Problem requirements: Could you print the full listing again, exactly as written?

Data for this exercise:
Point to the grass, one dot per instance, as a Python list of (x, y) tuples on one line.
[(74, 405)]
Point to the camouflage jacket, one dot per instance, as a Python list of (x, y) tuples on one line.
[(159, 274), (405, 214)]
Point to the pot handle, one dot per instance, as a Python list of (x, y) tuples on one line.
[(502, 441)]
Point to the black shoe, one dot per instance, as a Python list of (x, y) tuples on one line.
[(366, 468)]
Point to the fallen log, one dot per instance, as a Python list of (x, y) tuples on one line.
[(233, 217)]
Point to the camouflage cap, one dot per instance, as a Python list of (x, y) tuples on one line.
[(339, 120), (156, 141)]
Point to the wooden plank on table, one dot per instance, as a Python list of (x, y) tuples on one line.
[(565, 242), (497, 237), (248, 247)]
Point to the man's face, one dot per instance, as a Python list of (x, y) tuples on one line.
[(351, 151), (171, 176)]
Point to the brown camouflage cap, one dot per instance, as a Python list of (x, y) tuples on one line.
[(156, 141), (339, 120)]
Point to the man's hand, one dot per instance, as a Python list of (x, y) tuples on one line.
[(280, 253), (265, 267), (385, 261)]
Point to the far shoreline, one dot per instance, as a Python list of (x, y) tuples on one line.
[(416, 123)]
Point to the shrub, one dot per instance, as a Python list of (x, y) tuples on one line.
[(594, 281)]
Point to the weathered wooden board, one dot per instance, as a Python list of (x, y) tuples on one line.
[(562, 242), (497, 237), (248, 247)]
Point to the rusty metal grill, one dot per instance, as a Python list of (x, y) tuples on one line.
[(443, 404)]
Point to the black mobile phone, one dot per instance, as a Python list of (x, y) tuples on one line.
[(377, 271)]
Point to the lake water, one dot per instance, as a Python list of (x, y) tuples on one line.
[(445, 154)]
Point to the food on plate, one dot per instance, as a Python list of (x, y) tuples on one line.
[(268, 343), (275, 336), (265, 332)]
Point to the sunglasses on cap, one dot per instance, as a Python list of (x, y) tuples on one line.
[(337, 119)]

The answer:
Point to the grass, one dot per instance, as a Python list of (x, y) tuples on one line.
[(74, 405)]
Point to the camouflage jacket, one dot per instance, as a Python list of (x, y) tuples on one line.
[(159, 274), (405, 214)]
Point to the pot handle, one dot per instance, as a Python list of (x, y) tuples on one line.
[(502, 441)]
Point to the black shoe, one dot per instance, as a Python list of (x, y) tuples on one line.
[(366, 468)]
Point to the fallen log, one dot per instance, as a Python list of (x, y) tuples on one line.
[(233, 217)]
Point to the camouflage cap, one dot per instance, as a Python list of (x, y) tuples on one line.
[(339, 120), (156, 141)]
Point to the wooden plank on table, one dot per instance, as a Python list of (x, y) tuples on one line.
[(565, 242), (497, 237), (248, 247)]
Point to the man's face, one dot per instance, as a Python list of (x, y) tuples on one line.
[(351, 151), (171, 176)]
Point to the brown camouflage cap, one dot per instance, as a Python list of (x, y) tuples on one line.
[(156, 141), (339, 120)]
Point to the man's hand, one dot per instance, as a Python list of (x, y) tuples on one line.
[(280, 253), (265, 267), (385, 261)]
Point to the far shoreline, one dot per instance, as a Python list of (x, y) tuples on one line.
[(416, 123)]
Point to the shrub, one dot per instance, as a Python list of (x, y) tuples on one line.
[(594, 281)]
Point to the weathered wooden board, one dot per instance, as a Python list of (x, y) tuples on one line.
[(562, 242), (497, 237), (248, 247)]
Point to the rusty metal grill, one dot per instance, as a Python list of (x, y) tuples on one line.
[(443, 404)]
Point to the black mobile phone, one dot per instance, as a Python list of (x, y) tuples on one line.
[(377, 271)]
Point to the lake water, one dot per instance, as a Python list of (x, y) tuples on one line.
[(445, 154)]
Point to the food on plate, one dot per instance, as a Python list of (x, y) tuples on one line.
[(268, 343), (275, 336), (265, 332)]
Point to the sunglasses on cap, one dot per instance, as a Python list of (x, y) tuples on one line.
[(337, 119)]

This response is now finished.